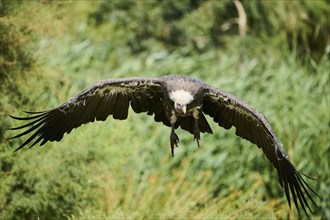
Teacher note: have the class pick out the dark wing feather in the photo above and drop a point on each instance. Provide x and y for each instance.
(107, 97)
(228, 111)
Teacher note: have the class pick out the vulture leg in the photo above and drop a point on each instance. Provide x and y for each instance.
(197, 132)
(174, 140)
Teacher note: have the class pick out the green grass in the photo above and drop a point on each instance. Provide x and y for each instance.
(123, 169)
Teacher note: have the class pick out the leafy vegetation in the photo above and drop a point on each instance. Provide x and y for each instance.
(278, 62)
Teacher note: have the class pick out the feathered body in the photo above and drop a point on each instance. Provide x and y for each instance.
(176, 101)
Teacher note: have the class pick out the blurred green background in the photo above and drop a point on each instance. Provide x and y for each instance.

**JOB**
Reproduce every one of the rows above, substituting "place a marker" for each occurrence of "drop a point" and leaving all other text unchanged. Omit the pictures from your version.

**TASK OUTPUT**
Teacher note: have the class pick out the dark wing feather in the photo above and place a marker on each instance. Provide x and y for each instance.
(107, 97)
(228, 111)
Teacher note: have the class pick out the vulture leg in the photo above and place a marker on each instance. Provide x and y for each instance.
(197, 132)
(174, 140)
Teacher note: have the class pick out the green grass in the photo above and place a marker on each instance. Provide x and y for each instance.
(123, 169)
Teacher note: have the class pick out the leafy vegetation in the photo above and place a marker on each instance. Provide x and y for each instance.
(278, 62)
Teacher note: have the class pick out the feathered body in the photo above and place a marker on each instance. Provide x and y for each instance.
(176, 101)
Teacher note: have the class pick out the blurred green background in the photo above and place a marker on each instance. Provide x and y for each instance.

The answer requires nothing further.